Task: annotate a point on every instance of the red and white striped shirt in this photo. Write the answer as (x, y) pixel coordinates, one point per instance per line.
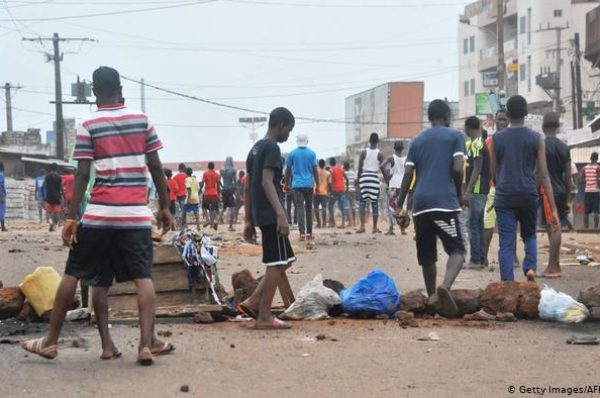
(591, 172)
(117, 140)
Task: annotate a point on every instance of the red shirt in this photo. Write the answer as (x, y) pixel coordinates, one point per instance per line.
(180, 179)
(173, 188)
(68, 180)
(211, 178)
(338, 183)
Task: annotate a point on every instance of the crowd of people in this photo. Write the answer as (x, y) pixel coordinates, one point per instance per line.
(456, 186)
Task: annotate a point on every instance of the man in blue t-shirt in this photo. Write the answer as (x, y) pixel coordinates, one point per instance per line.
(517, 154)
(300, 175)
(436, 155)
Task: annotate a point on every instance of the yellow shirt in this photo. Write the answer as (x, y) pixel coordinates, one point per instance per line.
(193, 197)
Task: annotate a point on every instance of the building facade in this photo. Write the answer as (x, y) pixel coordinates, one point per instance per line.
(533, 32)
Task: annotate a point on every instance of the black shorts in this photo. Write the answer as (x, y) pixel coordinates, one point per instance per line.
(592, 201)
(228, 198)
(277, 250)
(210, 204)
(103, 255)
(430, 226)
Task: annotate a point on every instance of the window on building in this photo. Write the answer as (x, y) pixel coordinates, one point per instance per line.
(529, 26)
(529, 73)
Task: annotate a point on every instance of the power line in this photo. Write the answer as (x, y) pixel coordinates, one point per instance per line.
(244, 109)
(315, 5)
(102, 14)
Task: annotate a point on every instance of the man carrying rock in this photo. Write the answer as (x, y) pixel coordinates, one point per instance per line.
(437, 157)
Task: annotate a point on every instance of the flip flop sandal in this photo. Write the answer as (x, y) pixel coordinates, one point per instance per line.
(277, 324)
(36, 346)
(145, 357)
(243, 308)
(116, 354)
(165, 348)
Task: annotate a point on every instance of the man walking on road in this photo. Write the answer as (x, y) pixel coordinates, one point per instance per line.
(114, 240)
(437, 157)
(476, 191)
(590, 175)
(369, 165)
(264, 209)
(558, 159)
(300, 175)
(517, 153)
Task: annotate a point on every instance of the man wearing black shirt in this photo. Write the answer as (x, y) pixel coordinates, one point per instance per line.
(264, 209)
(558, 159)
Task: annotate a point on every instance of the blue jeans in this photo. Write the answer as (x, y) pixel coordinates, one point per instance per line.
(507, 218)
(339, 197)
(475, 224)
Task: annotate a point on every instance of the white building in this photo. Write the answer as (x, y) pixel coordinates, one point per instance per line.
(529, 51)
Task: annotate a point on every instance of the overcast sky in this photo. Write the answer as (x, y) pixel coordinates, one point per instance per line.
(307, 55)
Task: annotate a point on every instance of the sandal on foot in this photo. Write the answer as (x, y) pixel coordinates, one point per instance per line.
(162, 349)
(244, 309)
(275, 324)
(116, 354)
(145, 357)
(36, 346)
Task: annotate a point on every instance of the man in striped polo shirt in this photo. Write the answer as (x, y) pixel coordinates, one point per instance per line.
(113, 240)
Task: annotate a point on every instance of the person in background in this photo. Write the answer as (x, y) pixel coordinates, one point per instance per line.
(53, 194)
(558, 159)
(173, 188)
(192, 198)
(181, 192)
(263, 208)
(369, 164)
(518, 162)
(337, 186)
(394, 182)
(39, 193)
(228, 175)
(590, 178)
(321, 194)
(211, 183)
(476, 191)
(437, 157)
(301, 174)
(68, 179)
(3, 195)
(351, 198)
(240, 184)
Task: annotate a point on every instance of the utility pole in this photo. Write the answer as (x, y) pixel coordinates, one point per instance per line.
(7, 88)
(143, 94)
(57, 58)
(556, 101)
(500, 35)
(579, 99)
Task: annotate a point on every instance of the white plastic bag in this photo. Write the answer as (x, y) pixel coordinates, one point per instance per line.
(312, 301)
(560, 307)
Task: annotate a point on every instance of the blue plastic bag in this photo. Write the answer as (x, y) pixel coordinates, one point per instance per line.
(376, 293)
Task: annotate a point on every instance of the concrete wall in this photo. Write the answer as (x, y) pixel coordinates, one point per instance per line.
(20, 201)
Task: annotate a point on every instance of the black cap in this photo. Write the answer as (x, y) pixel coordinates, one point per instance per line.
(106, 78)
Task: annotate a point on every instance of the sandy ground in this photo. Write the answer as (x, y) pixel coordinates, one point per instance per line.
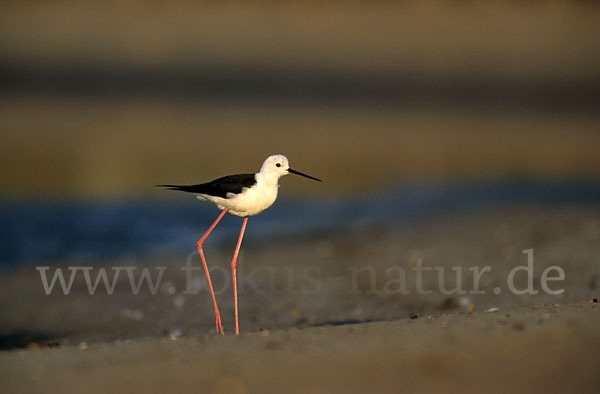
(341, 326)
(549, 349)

══════════════════════════════

- Work to complete: Transcribe the preceding listing in its entirety and with exact wording, leaving out pictures.

- Exercise result:
Task: annotate a point on every instance of the red and white striped shirt in this photo. Write the answer as (x, y) pixel coordinates, one point per instance per line.
(591, 172)
(117, 140)
Task: annotate a point on every instance of the red shirt in this photo. Write the answer as (x, y) pixel coordinates, one point per instance per line.
(180, 179)
(173, 188)
(68, 180)
(211, 178)
(338, 183)
Task: annotate a point on every instance of the crowd of people in this photo. Write the answer as (x, y) pixel coordinates, one point per instance per line.
(456, 186)
Task: annotate a point on every instance of the man in blue t-shirt in this photo. Write the answer as (x, y) pixel coordinates, one point per instance per line.
(517, 154)
(300, 175)
(436, 155)
Task: annotate a point on every instance of the yellow shirt in this photo. Write the answer as (x, y) pixel coordinates, one point per instance per line.
(193, 197)
Task: annotate a point on every instance of the building facade in this photo. Write the answer as (x, y) pixel coordinates, one point per instance per line.
(533, 32)
Task: annotate a point on every instance of the black shorts in this photo. Write the answer as (x, y) pixel coordinates, one point per instance per line.
(592, 201)
(228, 198)
(277, 250)
(210, 204)
(103, 255)
(430, 226)
Task: annotate a point on every instance of the window on building in this photo. Write the answer as (x, y) pixel coordinates, one point per instance per line.
(529, 26)
(529, 73)
Task: annotate a point on every instance of the power line in this photo. Write the answer as (x, y) pixel coordinates, one point per instance per line.
(244, 109)
(315, 5)
(102, 14)
Task: annotate a point on every instance of the man carrying rock in this photo. Write the answer as (x, y) pixel coordinates, one point per instance per line.
(437, 157)
Task: annotate a point on every instance of the flip flop sandal in this photo. Write the answer as (x, y) pixel coordinates, one point per instance per line.
(277, 324)
(36, 346)
(145, 357)
(243, 308)
(116, 354)
(165, 348)
Task: annotate a point on every instance of the man walking on road in this photo. Write the answer as (x, y) pixel coordinates, one point per instance per line.
(114, 240)
(437, 157)
(476, 191)
(590, 175)
(369, 165)
(264, 209)
(558, 159)
(300, 175)
(517, 153)
Task: annotate a point on every instance of the man wearing black shirt in this photo. Write the answer as (x, y) pixel coordinates, one point per instance per line.
(264, 209)
(558, 159)
Task: annotate a point on every instance of the blue jeans in this photo. Write the answer as (x, y) pixel coordinates, one point per instance per line.
(507, 218)
(339, 197)
(475, 224)
Task: annotate a point on every instance of the white building in this photo. Write the answer as (x, y) pixel coordinates, one point per instance per line.
(529, 51)
Task: annotate a point on every instance of the overcast sky in this photo. Write the answer as (x, y) pixel coordinates, one point per instance per line.
(307, 55)
Task: annotate a point on every instance of the sandal on foot in this photo. Write the answer as (x, y) pixel coordinates, one point per instance per line.
(162, 349)
(244, 309)
(275, 324)
(116, 354)
(145, 357)
(36, 346)
Task: annotate a point on every instance of the man in striped polo shirt in this photo. Write the answer as (x, y) pixel coordinates, one point per instance per line.
(113, 240)
Task: annotate a point on every instance of the person in background in this photo. Write the answer as (x, y) pixel coordinates, one point per instance per line.
(53, 194)
(558, 159)
(173, 188)
(192, 198)
(181, 192)
(263, 208)
(369, 164)
(518, 162)
(337, 186)
(394, 182)
(39, 193)
(228, 175)
(590, 178)
(321, 194)
(211, 183)
(476, 191)
(437, 157)
(301, 174)
(68, 179)
(3, 195)
(351, 198)
(240, 184)
Task: annotate a point on every instance of the utility pole in this photo. Write the answer as (x, y) pixel coordinates, one point per instance per line.
(7, 88)
(143, 94)
(57, 58)
(556, 101)
(500, 35)
(579, 99)
Task: annotate a point on every instance of the white plastic bag in this photo. Write the answer as (x, y) pixel coordinates, one point per instance per line.
(312, 301)
(560, 307)
Task: annotate a point on every instance of the blue plastic bag in this photo. Write the answer as (x, y) pixel coordinates, one point per instance per line.
(376, 293)
Task: annotate a point on every instance of the concrete wall in this photo. Write the answer as (x, y) pixel coordinates, one point per instance per line.
(20, 201)
Task: annotate a point on every instance of the black cap in this photo. Write the answer as (x, y) pixel coordinates, one point per instance per line.
(106, 78)
Task: annotate a point on every instance of the sandy ground in this photo. Write the answer as (x, y) pixel coordinates, one point per instance per line.
(341, 326)
(549, 349)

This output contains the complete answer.